Requirement — From the line containing "Each instance receives one keypoint. Mark the grass field" through the last line of the material, copy every line exactly, both ends inclusive; do not copy pictures.

Object point labels:
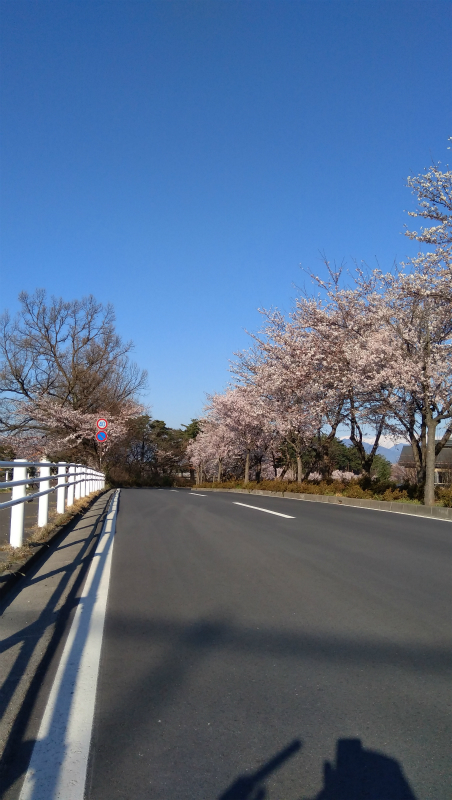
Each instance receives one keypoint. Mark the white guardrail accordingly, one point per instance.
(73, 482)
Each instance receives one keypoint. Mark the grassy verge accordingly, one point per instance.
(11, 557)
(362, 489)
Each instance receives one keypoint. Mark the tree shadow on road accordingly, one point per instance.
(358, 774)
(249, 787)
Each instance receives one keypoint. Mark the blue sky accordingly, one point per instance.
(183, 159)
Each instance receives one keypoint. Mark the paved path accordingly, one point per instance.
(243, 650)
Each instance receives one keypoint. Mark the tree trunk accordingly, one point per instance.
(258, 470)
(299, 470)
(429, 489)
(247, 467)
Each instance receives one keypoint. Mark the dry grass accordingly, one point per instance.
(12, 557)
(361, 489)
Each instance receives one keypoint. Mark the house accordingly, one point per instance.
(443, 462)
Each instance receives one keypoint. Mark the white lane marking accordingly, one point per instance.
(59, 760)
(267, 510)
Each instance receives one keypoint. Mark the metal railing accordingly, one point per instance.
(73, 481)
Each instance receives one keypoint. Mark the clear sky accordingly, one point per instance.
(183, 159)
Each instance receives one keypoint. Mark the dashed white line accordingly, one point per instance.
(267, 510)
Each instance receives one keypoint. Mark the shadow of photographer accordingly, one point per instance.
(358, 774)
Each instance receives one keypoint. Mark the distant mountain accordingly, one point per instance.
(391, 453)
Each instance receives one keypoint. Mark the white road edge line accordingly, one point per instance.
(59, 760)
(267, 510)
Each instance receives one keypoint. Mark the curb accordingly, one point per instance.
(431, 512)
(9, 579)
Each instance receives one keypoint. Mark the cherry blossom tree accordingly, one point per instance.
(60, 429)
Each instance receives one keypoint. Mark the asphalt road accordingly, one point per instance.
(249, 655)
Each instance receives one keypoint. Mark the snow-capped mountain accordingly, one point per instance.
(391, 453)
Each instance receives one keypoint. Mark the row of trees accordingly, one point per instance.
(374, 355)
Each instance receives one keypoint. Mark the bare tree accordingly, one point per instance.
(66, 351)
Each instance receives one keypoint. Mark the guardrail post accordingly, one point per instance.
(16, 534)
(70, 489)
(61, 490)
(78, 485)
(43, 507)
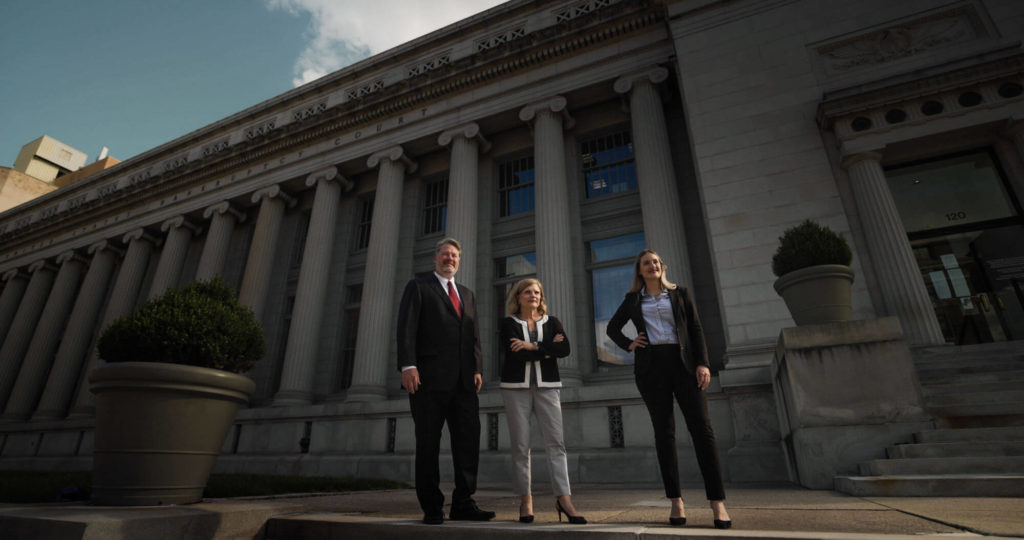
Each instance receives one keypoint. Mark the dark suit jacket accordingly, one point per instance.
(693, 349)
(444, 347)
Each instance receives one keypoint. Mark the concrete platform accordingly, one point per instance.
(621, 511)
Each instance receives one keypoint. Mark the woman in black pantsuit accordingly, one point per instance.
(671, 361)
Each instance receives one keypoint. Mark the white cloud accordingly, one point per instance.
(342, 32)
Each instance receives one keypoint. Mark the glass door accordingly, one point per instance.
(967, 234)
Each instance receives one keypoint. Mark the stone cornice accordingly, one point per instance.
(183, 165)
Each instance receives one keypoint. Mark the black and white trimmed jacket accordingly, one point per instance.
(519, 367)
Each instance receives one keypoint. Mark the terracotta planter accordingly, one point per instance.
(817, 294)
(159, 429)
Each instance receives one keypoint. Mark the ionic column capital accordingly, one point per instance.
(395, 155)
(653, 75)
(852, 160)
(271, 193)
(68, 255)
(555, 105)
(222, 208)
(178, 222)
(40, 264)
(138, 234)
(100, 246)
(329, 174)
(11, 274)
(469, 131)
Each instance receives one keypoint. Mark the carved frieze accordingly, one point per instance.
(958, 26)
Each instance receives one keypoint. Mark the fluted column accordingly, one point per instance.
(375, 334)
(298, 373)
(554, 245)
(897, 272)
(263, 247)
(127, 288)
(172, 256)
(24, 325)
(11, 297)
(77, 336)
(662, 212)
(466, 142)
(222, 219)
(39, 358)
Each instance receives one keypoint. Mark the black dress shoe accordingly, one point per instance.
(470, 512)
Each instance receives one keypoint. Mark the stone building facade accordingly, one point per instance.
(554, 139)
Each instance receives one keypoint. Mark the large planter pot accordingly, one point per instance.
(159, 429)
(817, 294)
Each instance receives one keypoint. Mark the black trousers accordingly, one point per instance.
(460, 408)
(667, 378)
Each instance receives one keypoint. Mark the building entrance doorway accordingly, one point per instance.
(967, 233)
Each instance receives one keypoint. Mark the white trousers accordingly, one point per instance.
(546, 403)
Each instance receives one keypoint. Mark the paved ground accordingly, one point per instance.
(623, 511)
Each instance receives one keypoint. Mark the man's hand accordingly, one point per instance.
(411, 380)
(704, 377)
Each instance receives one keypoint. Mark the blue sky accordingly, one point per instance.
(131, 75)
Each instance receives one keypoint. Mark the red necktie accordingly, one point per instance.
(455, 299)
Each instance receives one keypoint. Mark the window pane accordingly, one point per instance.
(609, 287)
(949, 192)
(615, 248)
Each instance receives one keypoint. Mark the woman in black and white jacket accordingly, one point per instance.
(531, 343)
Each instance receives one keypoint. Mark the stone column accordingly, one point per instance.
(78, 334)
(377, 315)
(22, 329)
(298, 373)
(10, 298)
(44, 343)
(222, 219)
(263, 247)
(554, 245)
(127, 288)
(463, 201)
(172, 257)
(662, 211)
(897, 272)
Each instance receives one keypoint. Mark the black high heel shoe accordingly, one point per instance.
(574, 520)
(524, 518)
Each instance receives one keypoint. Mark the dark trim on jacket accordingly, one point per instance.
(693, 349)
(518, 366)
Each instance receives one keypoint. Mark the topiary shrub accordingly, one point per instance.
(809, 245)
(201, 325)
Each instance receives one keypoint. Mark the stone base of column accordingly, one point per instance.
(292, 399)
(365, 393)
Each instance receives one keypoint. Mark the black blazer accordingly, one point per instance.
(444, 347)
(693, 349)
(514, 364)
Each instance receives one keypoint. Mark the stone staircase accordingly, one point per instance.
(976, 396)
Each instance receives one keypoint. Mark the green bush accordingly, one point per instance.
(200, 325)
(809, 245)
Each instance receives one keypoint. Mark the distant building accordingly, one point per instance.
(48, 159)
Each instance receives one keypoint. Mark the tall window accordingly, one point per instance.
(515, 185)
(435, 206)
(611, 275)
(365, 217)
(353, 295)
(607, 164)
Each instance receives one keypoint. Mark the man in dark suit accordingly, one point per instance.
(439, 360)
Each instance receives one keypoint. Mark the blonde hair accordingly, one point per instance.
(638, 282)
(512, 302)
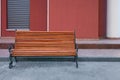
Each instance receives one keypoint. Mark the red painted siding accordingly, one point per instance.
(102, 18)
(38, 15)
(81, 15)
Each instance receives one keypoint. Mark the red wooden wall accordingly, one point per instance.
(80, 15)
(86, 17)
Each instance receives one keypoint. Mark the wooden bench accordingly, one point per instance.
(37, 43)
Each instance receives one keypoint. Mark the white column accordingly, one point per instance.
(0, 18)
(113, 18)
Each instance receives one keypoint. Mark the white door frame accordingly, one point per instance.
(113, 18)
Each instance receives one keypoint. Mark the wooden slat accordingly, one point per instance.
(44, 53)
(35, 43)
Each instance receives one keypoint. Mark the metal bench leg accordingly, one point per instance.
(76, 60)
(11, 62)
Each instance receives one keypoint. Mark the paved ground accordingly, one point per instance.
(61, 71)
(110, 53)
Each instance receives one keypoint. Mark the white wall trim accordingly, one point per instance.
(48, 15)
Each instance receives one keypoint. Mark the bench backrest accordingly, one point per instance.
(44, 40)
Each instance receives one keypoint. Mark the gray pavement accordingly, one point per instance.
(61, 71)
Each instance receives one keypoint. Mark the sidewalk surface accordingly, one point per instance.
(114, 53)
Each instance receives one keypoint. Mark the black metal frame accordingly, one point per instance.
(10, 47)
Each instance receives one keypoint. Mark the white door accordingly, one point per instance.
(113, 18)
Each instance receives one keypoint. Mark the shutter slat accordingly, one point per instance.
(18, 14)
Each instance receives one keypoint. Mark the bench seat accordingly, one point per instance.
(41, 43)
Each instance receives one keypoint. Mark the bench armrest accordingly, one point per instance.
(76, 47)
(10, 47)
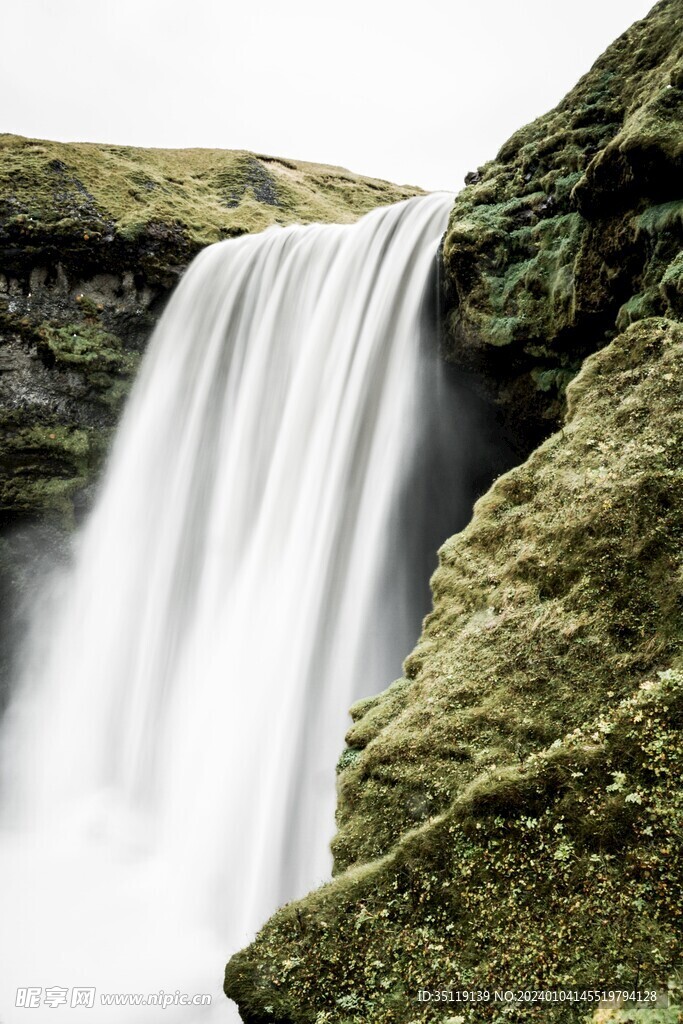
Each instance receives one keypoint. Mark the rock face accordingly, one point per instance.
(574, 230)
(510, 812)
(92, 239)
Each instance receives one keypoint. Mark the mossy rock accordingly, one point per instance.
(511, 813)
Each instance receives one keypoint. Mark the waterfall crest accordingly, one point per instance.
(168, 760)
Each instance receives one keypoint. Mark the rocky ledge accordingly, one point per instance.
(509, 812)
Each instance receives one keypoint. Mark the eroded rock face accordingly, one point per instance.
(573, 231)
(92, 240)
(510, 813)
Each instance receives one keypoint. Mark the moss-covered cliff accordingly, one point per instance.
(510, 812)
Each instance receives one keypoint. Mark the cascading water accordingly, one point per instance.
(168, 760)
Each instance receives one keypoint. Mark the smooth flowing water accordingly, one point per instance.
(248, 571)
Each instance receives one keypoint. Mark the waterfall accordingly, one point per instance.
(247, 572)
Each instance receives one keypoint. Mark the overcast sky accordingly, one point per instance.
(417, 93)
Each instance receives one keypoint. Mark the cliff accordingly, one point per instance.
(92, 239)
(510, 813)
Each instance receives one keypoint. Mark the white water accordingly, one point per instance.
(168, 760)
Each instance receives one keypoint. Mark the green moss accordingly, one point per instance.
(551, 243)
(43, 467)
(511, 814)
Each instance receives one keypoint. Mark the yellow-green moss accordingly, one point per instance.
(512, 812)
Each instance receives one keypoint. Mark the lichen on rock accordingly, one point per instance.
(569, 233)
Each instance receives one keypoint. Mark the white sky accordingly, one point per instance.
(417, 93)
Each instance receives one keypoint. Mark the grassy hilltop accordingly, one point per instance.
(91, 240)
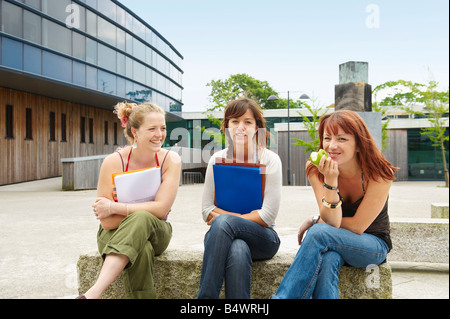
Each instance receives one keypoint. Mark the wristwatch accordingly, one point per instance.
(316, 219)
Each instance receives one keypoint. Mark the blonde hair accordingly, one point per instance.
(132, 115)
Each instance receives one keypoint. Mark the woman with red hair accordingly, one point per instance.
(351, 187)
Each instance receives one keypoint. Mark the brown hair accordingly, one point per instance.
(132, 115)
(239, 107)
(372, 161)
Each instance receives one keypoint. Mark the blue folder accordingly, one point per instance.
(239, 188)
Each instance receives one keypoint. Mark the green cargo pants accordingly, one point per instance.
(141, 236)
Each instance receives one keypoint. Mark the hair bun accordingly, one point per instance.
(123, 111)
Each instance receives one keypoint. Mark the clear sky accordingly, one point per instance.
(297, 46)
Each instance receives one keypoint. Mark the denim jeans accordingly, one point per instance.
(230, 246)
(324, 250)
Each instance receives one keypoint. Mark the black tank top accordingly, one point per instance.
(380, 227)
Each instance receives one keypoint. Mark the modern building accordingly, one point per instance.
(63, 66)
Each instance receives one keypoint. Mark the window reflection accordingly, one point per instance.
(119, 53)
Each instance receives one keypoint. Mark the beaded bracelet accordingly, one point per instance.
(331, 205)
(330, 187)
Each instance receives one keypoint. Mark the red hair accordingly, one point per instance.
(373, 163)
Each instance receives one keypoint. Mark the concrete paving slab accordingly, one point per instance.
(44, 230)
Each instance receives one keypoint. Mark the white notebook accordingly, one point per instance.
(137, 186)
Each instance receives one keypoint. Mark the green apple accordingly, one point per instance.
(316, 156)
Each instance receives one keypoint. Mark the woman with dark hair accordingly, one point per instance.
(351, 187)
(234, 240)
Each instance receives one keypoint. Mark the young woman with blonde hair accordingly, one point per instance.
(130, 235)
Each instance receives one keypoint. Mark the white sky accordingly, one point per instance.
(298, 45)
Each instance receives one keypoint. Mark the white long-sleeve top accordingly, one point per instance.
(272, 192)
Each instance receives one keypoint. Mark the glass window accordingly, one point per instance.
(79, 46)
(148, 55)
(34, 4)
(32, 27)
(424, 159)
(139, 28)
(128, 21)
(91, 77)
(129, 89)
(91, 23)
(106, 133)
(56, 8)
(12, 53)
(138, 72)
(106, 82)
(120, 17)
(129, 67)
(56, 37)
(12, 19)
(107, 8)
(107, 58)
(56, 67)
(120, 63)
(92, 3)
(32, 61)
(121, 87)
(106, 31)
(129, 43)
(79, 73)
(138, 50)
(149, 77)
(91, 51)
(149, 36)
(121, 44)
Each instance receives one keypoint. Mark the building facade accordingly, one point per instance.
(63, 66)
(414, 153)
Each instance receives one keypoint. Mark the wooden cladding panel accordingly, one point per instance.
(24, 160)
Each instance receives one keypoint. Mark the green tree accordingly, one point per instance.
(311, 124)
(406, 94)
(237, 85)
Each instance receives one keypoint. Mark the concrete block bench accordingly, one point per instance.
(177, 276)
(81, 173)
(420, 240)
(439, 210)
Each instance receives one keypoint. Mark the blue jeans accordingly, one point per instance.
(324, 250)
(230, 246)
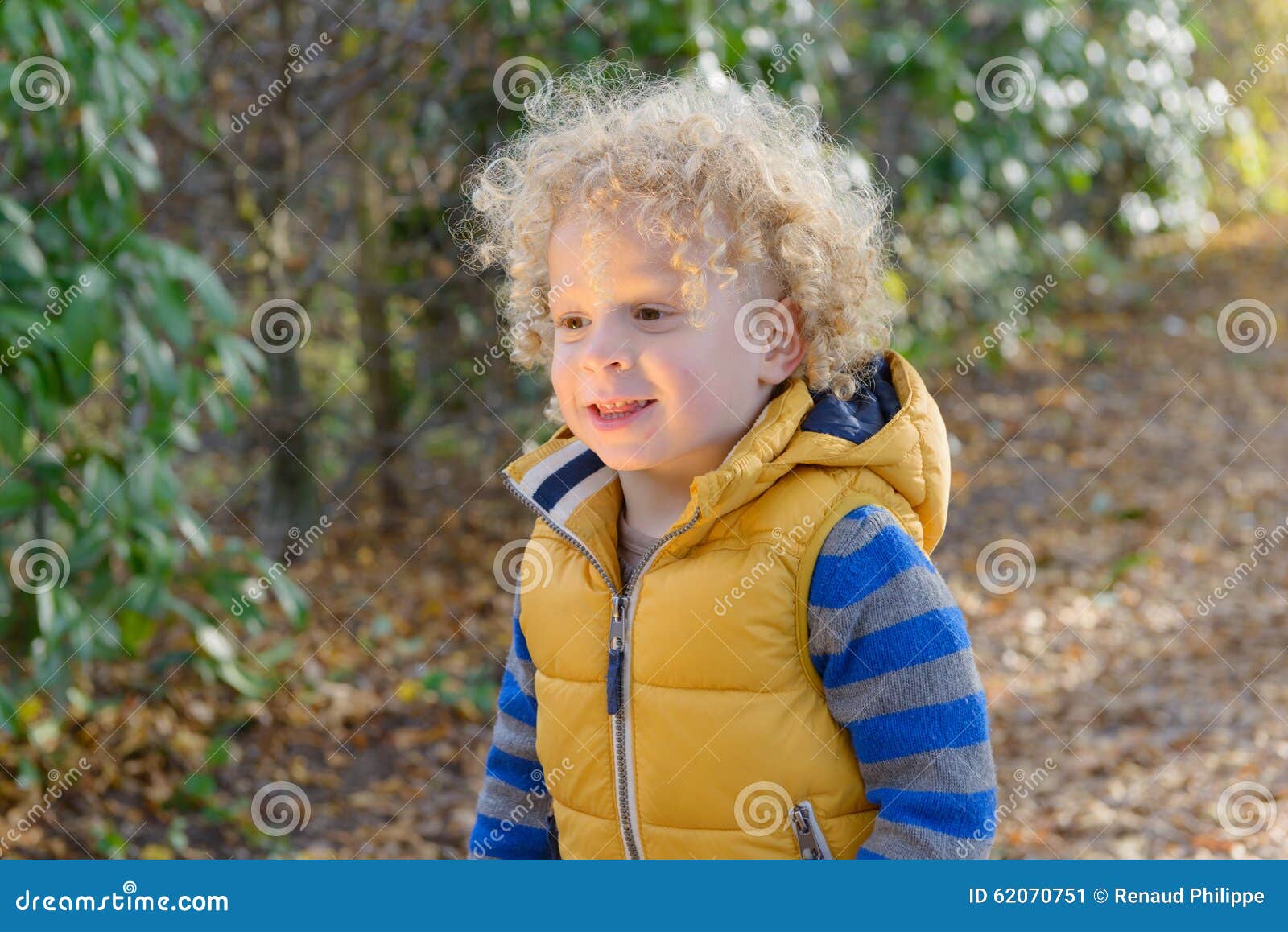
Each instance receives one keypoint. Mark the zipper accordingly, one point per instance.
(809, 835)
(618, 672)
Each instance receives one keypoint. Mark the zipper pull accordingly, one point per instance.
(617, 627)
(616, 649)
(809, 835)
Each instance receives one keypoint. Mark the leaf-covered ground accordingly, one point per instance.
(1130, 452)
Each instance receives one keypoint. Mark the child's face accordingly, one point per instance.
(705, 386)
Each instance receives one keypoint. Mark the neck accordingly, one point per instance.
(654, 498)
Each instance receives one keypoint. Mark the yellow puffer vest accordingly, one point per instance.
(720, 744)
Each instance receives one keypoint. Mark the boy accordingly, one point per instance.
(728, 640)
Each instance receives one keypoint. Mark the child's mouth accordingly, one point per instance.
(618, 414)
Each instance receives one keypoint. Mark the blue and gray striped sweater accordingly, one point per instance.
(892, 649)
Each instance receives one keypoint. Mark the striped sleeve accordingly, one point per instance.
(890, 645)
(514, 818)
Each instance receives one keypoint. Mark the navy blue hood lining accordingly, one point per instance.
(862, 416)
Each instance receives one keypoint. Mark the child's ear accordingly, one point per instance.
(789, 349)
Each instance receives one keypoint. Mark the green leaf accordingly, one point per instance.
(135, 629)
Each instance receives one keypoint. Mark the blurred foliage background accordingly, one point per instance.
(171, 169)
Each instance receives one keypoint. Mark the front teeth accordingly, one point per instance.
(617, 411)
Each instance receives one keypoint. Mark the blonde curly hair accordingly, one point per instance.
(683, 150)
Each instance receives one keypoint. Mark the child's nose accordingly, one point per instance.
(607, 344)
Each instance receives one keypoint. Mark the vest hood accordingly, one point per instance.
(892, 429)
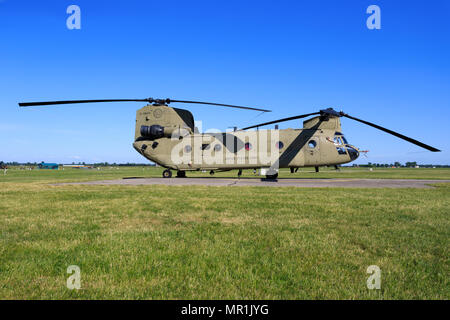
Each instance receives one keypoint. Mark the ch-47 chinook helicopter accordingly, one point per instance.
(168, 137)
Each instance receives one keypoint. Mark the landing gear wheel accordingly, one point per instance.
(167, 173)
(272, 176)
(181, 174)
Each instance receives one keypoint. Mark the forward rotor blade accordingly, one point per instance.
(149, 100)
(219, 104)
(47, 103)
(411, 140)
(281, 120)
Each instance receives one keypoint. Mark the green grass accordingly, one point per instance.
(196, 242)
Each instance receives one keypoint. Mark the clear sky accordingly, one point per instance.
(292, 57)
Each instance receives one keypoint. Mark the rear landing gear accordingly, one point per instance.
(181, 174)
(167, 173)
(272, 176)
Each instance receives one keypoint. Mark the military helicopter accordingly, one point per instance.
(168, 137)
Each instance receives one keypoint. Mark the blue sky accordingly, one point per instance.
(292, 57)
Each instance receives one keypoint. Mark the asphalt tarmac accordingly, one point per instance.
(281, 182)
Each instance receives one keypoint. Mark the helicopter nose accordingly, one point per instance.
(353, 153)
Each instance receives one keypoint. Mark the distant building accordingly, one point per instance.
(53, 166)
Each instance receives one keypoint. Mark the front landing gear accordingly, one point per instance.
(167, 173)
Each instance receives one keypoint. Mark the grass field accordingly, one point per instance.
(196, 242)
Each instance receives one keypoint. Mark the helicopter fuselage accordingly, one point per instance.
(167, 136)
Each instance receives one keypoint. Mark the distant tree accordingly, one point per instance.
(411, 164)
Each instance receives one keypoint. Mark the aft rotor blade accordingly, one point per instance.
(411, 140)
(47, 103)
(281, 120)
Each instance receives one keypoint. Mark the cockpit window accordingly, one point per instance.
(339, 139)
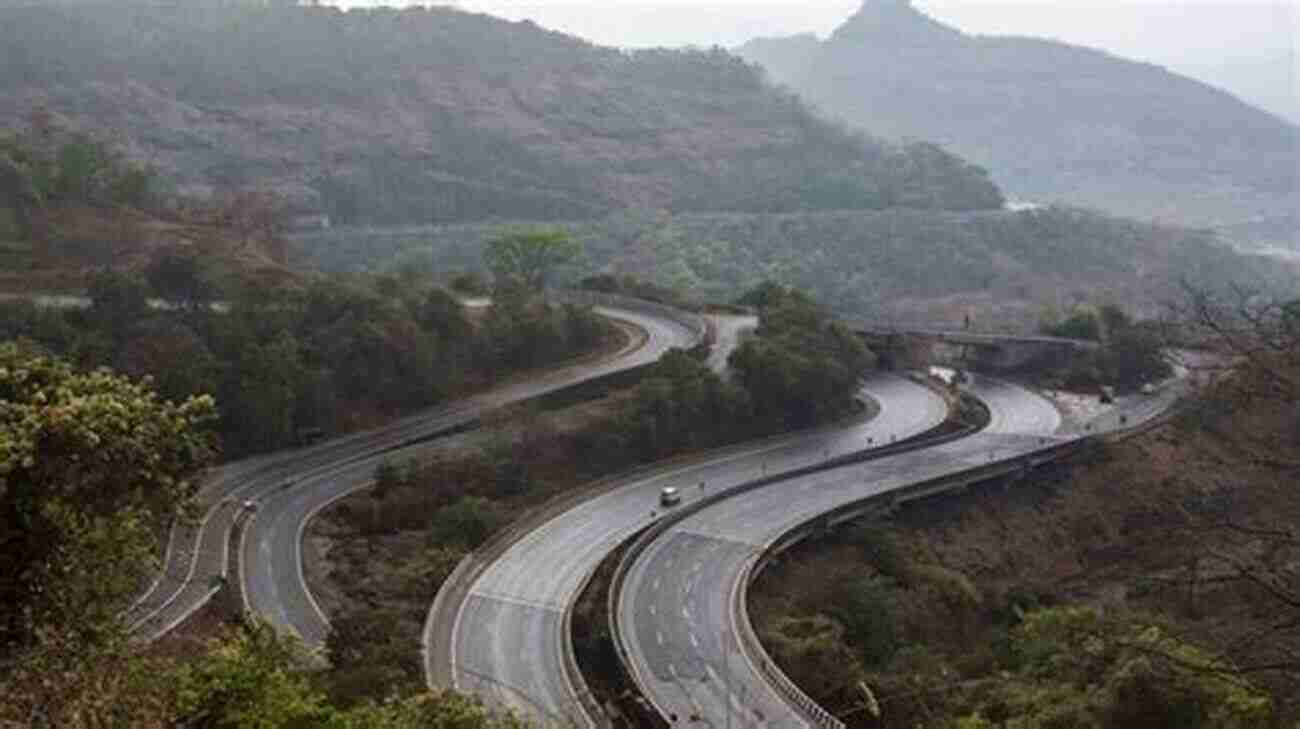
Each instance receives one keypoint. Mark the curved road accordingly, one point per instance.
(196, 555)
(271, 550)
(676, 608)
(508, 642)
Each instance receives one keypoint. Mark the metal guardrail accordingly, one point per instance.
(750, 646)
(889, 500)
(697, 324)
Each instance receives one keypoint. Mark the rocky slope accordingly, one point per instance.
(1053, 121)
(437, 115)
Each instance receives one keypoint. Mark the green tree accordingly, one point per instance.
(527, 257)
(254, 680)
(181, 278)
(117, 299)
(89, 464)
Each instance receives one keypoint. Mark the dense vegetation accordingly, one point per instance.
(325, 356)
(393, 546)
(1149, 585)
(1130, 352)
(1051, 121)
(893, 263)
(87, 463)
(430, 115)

Worked solution —
Each instance receives one keypoint. Mark the grass field accordingly, one point per instance.
(196, 242)
Each instance receives one keypoint. Mark the helicopter fuselage accordingly, one point per instance.
(167, 136)
Each instance receives one keypoint. Mark the distant tree accordingly, one point per instance.
(411, 164)
Each instance receives one keypoint. Mark the aft rotor blade accordingly, one point per instance.
(411, 140)
(47, 103)
(281, 120)
Each instance receives one keypoint. Mark the cockpit window accordingly, one point per instance.
(339, 139)
Each instance receives one keypoint. Mark the curved road accordingly, one point per instance.
(196, 555)
(271, 550)
(676, 608)
(508, 642)
Each instance receives one keypoint. Mark the metal guardrail accordingly, one point per instance.
(750, 646)
(889, 500)
(697, 324)
Each instance receives one keypoint. Mark the rocky slope accordingly, one point per instance.
(1053, 121)
(437, 115)
Each instance receives one keypoint. Mark the green tree accordingly, one point per instance.
(527, 257)
(254, 680)
(181, 278)
(117, 299)
(89, 464)
Each instance receives one keypoint. Mark the dense vegetation accordingly, one point per instance.
(325, 356)
(393, 546)
(1149, 585)
(1130, 352)
(1051, 121)
(893, 263)
(87, 463)
(430, 115)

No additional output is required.